§ **ROWS**
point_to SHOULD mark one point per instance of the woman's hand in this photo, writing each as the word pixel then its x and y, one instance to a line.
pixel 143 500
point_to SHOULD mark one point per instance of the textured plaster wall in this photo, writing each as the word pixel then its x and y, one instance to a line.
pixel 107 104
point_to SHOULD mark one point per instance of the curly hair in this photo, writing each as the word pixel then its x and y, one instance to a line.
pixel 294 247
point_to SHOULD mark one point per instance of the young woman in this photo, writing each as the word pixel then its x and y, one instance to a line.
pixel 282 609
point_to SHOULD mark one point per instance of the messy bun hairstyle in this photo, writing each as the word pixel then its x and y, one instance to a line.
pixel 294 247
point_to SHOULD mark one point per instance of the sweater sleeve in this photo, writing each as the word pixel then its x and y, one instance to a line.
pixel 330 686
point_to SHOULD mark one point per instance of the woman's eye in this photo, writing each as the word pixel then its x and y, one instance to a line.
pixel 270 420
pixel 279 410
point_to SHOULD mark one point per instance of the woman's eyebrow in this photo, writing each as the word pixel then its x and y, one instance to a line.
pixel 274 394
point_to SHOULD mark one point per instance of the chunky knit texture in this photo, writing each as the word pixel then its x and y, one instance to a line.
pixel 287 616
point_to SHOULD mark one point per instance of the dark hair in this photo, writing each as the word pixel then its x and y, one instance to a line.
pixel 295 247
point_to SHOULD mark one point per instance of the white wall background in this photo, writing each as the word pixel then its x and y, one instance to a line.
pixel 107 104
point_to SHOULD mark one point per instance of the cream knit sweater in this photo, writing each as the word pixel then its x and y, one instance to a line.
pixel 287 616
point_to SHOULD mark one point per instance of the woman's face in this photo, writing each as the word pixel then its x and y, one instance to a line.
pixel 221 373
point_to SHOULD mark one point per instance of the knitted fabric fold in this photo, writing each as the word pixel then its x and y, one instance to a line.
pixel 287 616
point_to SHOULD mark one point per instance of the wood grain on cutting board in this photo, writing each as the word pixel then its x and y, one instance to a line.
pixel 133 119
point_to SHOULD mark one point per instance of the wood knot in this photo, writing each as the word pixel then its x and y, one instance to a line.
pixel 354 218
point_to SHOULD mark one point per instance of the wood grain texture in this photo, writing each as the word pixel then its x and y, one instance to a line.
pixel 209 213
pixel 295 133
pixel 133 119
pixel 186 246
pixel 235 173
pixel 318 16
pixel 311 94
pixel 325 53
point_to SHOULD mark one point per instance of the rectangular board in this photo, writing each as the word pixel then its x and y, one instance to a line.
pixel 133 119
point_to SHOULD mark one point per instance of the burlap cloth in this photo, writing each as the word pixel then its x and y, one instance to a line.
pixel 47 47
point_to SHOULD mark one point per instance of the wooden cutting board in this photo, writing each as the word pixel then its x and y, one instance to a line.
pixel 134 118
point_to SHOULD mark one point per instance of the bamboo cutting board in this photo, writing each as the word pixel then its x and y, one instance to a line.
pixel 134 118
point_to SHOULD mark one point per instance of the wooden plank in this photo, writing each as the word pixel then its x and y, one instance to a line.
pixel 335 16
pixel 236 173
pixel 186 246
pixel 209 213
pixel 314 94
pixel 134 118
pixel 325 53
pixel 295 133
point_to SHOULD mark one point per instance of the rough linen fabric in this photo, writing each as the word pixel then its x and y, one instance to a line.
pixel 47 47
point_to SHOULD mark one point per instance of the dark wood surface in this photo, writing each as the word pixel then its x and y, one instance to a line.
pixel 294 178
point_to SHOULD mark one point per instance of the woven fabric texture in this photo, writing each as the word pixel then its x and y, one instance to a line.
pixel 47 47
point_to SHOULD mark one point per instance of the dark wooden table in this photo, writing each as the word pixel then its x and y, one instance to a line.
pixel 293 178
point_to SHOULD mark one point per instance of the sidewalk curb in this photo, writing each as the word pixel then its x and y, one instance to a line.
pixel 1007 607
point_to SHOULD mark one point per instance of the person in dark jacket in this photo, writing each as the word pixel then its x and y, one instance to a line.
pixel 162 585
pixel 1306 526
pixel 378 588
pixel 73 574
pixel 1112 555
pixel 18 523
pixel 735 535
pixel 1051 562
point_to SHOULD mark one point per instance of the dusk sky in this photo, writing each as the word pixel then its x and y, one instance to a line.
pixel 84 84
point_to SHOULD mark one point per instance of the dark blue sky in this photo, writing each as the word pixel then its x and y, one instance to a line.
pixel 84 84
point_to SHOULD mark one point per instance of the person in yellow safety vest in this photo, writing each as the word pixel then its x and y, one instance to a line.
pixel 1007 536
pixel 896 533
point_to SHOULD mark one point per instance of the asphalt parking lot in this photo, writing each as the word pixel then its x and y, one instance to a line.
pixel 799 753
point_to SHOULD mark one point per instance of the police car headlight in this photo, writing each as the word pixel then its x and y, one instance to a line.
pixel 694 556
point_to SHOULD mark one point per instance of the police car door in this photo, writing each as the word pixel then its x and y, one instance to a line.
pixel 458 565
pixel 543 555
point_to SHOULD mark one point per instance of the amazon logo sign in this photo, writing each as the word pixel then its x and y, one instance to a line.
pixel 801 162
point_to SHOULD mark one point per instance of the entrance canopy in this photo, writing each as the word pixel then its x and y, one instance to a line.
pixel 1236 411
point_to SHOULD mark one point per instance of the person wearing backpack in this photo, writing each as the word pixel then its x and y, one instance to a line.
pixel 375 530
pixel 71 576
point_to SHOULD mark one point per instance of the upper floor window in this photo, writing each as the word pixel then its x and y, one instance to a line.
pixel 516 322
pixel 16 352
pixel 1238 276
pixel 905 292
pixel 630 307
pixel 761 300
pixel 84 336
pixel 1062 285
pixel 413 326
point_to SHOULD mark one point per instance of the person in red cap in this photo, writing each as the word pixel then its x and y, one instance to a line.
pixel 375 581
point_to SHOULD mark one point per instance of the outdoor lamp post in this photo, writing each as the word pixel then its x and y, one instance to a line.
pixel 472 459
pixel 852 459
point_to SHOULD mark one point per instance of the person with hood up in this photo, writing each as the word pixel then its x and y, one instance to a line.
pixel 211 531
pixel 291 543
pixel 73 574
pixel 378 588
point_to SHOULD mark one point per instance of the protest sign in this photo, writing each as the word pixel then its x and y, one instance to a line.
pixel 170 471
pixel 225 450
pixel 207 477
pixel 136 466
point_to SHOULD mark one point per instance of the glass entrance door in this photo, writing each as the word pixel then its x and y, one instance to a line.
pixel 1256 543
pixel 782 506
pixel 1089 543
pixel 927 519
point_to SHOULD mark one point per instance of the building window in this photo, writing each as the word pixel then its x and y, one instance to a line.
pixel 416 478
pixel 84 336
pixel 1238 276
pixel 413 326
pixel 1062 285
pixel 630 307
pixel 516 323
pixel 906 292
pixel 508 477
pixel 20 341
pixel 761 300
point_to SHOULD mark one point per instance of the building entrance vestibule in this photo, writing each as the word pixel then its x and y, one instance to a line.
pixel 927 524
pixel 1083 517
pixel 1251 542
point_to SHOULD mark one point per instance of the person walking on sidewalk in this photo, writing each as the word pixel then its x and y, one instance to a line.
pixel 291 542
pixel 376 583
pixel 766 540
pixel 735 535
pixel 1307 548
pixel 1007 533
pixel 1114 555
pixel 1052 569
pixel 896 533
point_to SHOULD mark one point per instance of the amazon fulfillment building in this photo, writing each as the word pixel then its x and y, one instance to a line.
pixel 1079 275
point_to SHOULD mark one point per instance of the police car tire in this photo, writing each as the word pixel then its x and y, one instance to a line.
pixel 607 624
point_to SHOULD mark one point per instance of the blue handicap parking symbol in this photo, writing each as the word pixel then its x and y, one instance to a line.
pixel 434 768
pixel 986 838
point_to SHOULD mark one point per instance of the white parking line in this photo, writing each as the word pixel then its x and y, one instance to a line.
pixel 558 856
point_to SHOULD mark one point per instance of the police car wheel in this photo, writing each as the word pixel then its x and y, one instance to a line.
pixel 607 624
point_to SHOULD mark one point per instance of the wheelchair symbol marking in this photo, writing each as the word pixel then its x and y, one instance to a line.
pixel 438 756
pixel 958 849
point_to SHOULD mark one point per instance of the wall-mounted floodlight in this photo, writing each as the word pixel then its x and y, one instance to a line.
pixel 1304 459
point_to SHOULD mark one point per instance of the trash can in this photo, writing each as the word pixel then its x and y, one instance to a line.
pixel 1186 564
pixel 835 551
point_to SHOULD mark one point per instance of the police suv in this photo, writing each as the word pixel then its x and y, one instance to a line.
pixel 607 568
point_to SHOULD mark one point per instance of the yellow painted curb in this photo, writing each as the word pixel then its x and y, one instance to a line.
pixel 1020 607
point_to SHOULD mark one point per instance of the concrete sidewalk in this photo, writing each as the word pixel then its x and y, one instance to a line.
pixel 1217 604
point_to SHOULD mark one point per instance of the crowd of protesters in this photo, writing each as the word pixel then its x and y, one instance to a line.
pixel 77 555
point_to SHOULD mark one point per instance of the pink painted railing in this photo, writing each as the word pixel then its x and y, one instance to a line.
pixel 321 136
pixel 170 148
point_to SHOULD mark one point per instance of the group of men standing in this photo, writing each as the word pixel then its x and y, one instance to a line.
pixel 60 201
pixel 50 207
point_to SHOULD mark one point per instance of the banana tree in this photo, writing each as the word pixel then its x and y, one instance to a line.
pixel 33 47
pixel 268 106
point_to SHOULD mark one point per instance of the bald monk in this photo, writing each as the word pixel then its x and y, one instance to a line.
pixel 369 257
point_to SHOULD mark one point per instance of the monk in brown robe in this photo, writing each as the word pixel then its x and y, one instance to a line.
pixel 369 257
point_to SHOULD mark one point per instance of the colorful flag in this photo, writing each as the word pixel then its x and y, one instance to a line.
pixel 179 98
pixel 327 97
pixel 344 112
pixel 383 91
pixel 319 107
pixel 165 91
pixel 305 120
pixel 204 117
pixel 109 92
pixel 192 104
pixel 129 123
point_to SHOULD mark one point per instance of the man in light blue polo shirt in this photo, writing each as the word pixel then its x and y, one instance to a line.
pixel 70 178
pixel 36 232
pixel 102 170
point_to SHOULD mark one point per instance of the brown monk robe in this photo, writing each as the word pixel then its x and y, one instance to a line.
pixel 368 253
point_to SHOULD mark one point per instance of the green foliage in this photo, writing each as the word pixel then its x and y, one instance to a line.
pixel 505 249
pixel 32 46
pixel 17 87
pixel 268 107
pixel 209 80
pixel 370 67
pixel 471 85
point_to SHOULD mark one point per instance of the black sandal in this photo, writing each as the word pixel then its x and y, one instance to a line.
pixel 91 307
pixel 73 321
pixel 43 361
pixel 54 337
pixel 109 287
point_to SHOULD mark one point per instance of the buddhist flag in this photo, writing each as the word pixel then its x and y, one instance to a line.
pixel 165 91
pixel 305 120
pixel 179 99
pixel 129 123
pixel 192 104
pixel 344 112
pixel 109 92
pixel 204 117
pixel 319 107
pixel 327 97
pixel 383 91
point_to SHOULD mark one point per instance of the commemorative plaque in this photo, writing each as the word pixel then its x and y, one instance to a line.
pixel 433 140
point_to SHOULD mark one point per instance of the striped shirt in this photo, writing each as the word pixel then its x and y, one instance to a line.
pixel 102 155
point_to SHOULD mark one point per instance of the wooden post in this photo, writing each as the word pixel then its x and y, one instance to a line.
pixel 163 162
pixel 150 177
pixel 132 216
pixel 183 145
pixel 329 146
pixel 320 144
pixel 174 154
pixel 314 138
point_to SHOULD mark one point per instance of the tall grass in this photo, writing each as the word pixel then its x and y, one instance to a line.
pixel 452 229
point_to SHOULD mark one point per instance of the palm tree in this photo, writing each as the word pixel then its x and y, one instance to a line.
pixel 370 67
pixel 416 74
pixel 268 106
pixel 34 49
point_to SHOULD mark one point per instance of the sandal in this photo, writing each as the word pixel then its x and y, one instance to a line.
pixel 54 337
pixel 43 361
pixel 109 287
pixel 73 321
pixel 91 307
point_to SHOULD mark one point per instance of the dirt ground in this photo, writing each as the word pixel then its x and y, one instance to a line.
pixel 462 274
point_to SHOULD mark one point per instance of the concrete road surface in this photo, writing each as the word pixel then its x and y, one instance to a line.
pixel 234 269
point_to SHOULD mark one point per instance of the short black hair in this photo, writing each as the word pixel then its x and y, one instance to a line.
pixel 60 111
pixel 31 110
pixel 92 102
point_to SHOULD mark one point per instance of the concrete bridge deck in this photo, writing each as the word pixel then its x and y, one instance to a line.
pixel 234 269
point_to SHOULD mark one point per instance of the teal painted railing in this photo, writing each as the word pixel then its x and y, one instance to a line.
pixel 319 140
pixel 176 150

§ **PROBLEM DESCRIPTION**
Update the part of the data that opens with the line containing "point_to SHOULD mark one point per instance of the upper" and closes with the line containing "pixel 852 459". Give only those lines, with "lamp post" replaced by "streetlight" and nothing else changed.

§ **REPLY**
point_to SHOULD mark one point per instance of the upper floor window in this photo, writing each as the word pixel then its x and y, one instance to a line.
pixel 516 322
pixel 16 352
pixel 1238 276
pixel 905 292
pixel 630 307
pixel 761 300
pixel 84 336
pixel 1062 285
pixel 413 326
point_to SHOULD mark one point per instance of the person in red cap in this photo, writing each as the word pixel then its x and y, one instance to a line.
pixel 375 581
point_to SHOULD mark one point per instance of the outdoor streetlight in this photo, writing each as the word pixel then its x and y, one instance to a line.
pixel 472 459
pixel 852 459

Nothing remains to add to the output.